- [SET PROBLEM]: Copy out the records below from their start through the line containing "150;108;391;146", requests included, shifting every bounding-box coordinate in the answers up by 112. Leave the pictures out.

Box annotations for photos
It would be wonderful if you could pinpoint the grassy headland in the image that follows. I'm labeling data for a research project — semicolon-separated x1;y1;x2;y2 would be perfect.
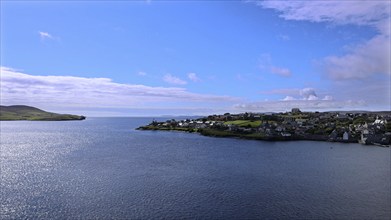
0;105;86;121
138;109;391;146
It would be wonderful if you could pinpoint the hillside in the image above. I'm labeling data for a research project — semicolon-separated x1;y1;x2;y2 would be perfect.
0;105;86;121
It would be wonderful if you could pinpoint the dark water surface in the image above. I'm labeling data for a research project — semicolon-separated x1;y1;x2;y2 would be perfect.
0;118;391;219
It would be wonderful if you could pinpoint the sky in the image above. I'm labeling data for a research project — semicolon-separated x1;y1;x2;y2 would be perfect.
0;0;391;116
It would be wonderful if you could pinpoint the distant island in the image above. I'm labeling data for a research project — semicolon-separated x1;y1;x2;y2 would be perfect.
137;108;391;147
0;105;86;121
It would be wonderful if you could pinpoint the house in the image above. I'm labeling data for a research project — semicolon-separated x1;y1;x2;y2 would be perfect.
342;131;349;141
292;108;301;114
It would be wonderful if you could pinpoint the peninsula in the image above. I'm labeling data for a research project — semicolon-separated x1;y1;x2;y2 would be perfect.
0;105;86;121
137;108;391;147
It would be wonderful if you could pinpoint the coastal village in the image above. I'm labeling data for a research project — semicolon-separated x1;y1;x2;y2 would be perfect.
138;108;391;147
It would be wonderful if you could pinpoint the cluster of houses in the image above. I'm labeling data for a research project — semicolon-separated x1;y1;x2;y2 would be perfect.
150;108;391;146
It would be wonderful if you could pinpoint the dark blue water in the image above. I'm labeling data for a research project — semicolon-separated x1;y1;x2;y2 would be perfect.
0;118;391;219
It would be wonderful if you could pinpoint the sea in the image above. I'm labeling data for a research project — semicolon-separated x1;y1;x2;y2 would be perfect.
0;117;391;220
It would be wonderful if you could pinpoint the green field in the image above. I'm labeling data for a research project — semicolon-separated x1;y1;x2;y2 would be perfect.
0;105;85;121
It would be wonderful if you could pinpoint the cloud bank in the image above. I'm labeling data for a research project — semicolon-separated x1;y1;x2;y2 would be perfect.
163;74;187;85
0;67;238;113
38;31;53;40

- [ANSWER FOR THE TASK]:
It would be wonderful if you could pinpoint the grassy headland in the image that follows. I'm labeling data for a research project — semicolon-separated x1;y1;x2;y2 would be perfect.
112;217;198;233
250;221;503;258
It would be wonderful if you could pinpoint the hillside in the image above. I'm labeling data for a research project — semicolon-separated x1;y1;x2;y2 would be perfect.
112;217;198;233
It would be wonderful if you could pinpoint the dark water surface in the image above. I'm labeling data for a research project — semicolon-separated x1;y1;x2;y2 would be perfect.
112;230;503;331
It would be wonderful if you could pinpoint the sky in the image above. I'm labeling data for a research project — semicolon-separated x1;y1;x2;y2 would be perfect.
112;112;503;228
It would be wonderful if you could pinpoint the distant island in the image above. I'm labeling data for a research project — semicolon-separated x1;y1;x2;y2 would be perfect.
249;220;503;259
112;217;198;233
It would be wonderful if you could pinpoint the house in the image above. I'm labeling data for a research project — semicolon-separated x1;y1;x2;y2 would be perfect.
454;243;461;253
404;220;413;226
It would be wonderful if you could pinpoint the peninsula in the image above. I'm labeling data for a research project — semicolon-separated x1;y1;x2;y2 would be perfect.
112;217;198;233
249;220;503;259
It would be wonderful if you could pinpoint the coastal village in the image above. I'm labeling data for a research project — semicolon-separated x1;y1;x2;y2 would be perfect.
250;220;503;259
It would be wonderful if you could pinpoint the cluster of houses in the image above. I'm labeling data for a research project — semicolon-separated x1;y1;x2;y2 would be perfect.
262;220;503;258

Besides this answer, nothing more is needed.